--- TASK TO COMPLETE ---
Put each line of the records below into a Markdown table with two columns, n for the row number and Line for the line itself, skipping any blank lines.

--- RAW DATA ---
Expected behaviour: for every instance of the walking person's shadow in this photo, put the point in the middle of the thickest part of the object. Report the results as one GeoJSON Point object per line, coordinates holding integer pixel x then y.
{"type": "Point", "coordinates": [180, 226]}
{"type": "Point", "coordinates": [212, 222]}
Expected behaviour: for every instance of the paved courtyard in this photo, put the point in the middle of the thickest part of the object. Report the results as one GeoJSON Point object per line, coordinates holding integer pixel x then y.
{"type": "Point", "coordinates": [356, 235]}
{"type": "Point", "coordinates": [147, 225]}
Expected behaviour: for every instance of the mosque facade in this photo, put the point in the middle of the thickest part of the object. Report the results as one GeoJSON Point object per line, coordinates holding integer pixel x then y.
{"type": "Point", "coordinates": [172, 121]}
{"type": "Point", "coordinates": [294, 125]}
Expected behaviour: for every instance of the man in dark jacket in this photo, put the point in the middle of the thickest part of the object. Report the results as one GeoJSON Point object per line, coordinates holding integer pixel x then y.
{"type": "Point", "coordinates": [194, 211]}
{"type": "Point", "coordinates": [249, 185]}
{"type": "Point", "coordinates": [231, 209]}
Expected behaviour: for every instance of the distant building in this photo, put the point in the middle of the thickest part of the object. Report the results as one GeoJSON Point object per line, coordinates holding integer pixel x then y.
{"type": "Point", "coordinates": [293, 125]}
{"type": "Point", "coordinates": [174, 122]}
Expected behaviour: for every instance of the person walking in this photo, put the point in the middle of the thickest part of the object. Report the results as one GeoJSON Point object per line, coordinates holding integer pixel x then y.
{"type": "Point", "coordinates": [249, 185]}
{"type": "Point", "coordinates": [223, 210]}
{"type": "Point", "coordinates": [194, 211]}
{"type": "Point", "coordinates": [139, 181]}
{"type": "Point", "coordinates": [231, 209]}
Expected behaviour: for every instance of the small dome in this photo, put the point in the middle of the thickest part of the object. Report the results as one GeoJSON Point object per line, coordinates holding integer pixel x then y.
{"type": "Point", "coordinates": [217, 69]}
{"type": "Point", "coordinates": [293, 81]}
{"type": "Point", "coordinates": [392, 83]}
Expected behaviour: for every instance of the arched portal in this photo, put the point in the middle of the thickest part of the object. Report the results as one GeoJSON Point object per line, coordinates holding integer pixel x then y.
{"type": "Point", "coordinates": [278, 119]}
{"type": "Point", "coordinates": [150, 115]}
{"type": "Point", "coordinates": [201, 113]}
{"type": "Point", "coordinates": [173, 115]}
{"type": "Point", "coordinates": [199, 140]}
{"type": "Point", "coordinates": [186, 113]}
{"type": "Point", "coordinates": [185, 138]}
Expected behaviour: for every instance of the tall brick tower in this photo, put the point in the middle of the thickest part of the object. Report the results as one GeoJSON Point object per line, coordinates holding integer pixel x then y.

--- EXERCISE RESULT ---
| n | Line |
|---|---|
| 1 | Expected behaviour: for every instance of the walking person's shadow in this photo, put the point in the middle of the thickest part of the object. Report the results as one GeoJSON Point object per line, coordinates holding integer pixel x then y. |
| 2 | {"type": "Point", "coordinates": [180, 226]} |
| 3 | {"type": "Point", "coordinates": [212, 222]} |
| 4 | Expected behaviour: for every instance of the paved courtyard in this photo, put the point in the middle of the thickest part of the object. Report the results as one GeoJSON Point object per line, coordinates holding integer pixel x then y. |
| 5 | {"type": "Point", "coordinates": [356, 235]} |
| 6 | {"type": "Point", "coordinates": [147, 225]} |
| 7 | Expected behaviour: for every instance of the mosque facade in this photo, put the point in the middle of the thickest part of the object. Report the results as one GeoJSON Point object per line, coordinates holding integer pixel x then y. |
| 8 | {"type": "Point", "coordinates": [172, 121]} |
| 9 | {"type": "Point", "coordinates": [294, 125]} |
| 10 | Expected behaviour: for every instance of the man in dark jacket in this photo, put the point in the middle of the thickest part of the object. Report the results as one GeoJSON Point object per line, coordinates holding integer pixel x then y. |
| 11 | {"type": "Point", "coordinates": [194, 211]} |
| 12 | {"type": "Point", "coordinates": [249, 185]} |
| 13 | {"type": "Point", "coordinates": [231, 209]} |
| 14 | Expected behaviour: for every instance of the distant building in this photo, put the point in the middle of the thickest part of the object. Report the results as one GeoJSON Point object per line, coordinates holding integer pixel x then y. |
| 15 | {"type": "Point", "coordinates": [293, 125]} |
| 16 | {"type": "Point", "coordinates": [174, 122]} |
| 17 | Expected behaviour: for every instance of the person walking in this photo, put the point in the middle of the thickest part of the object. Report the results as one GeoJSON Point object per line, coordinates holding integer pixel x then y. |
| 18 | {"type": "Point", "coordinates": [249, 185]} |
| 19 | {"type": "Point", "coordinates": [223, 210]} |
| 20 | {"type": "Point", "coordinates": [194, 211]} |
| 21 | {"type": "Point", "coordinates": [139, 181]} |
| 22 | {"type": "Point", "coordinates": [231, 209]} |
| 23 | Expected behaviour: for every instance of the small dome in this photo, put the point in the middle of the thickest part of the object. Report the results as one GeoJSON Point object per line, coordinates holding integer pixel x then y. |
| 24 | {"type": "Point", "coordinates": [217, 69]} |
| 25 | {"type": "Point", "coordinates": [293, 81]} |
| 26 | {"type": "Point", "coordinates": [392, 83]} |
| 27 | Expected behaviour: for every instance of the arched portal in this photo, put the point in the middle of the thickest part of the object. Report the results as one GeoJSON Point object per line, coordinates holding integer pixel x then y. |
| 28 | {"type": "Point", "coordinates": [278, 119]} |
| 29 | {"type": "Point", "coordinates": [150, 115]} |
| 30 | {"type": "Point", "coordinates": [201, 113]} |
| 31 | {"type": "Point", "coordinates": [173, 115]} |
| 32 | {"type": "Point", "coordinates": [199, 140]} |
| 33 | {"type": "Point", "coordinates": [186, 113]} |
| 34 | {"type": "Point", "coordinates": [185, 138]} |
| 35 | Expected behaviour: for every instance of the tall brick tower in this photo, put the point in the middle of the thickest part of the object. Report the results as one GeoJSON Point object per line, coordinates holding integer pixel x then y. |